§ To do
Pull out each line in the records below that contains the word "query", and list those lines in their original order.

(Dataset rows)
──────────────────────────────

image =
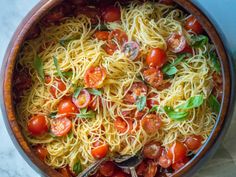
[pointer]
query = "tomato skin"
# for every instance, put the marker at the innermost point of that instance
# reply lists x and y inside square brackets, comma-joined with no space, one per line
[41,152]
[193,25]
[151,123]
[111,14]
[107,168]
[156,58]
[83,99]
[152,150]
[194,142]
[61,126]
[94,77]
[177,152]
[101,35]
[67,108]
[99,150]
[37,125]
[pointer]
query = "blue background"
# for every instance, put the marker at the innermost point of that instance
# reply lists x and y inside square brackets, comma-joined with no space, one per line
[222,13]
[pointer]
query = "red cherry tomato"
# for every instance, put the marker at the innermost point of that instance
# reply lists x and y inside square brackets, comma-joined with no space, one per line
[83,100]
[152,150]
[193,142]
[177,152]
[101,35]
[107,168]
[37,125]
[193,25]
[176,43]
[99,150]
[122,125]
[67,108]
[131,50]
[61,126]
[154,77]
[41,152]
[137,89]
[152,100]
[151,123]
[94,77]
[111,14]
[156,58]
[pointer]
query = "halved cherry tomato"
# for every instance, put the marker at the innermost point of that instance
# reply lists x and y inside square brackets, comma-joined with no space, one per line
[37,125]
[151,123]
[111,14]
[99,150]
[83,100]
[66,107]
[41,152]
[151,169]
[122,125]
[102,35]
[137,89]
[152,100]
[94,77]
[167,2]
[61,126]
[177,152]
[193,25]
[154,77]
[57,86]
[119,173]
[131,50]
[107,168]
[152,150]
[156,58]
[176,43]
[193,142]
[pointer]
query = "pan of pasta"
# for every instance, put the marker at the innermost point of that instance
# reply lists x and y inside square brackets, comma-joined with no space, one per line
[96,80]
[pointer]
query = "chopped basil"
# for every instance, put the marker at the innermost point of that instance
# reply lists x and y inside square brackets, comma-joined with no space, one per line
[141,103]
[95,92]
[77,168]
[86,114]
[175,115]
[57,67]
[199,41]
[192,102]
[38,65]
[214,104]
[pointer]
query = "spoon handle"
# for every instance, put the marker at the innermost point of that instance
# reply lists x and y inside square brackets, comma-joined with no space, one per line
[133,172]
[91,168]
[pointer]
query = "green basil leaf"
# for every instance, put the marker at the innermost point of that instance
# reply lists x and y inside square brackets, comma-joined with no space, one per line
[141,103]
[77,92]
[199,41]
[57,67]
[175,115]
[77,168]
[214,104]
[95,92]
[192,102]
[215,62]
[38,65]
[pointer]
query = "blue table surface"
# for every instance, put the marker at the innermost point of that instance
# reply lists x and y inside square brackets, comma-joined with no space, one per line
[222,13]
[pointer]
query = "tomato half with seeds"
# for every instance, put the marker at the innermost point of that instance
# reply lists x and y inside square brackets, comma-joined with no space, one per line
[67,108]
[61,126]
[193,25]
[37,125]
[83,99]
[99,150]
[177,152]
[94,77]
[111,14]
[156,58]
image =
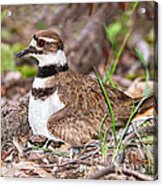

──────────────────────────────

§ Task solution
query = "tomato skin"
query = "blue background"
query = "red cherry tomato"
query = "halved cherry tomato"
query = "pan of pasta"
query = "chopped basil"
query = "spoon handle"
query = "green basil leaf"
query = "blue table surface"
query = "tomato half with seeds"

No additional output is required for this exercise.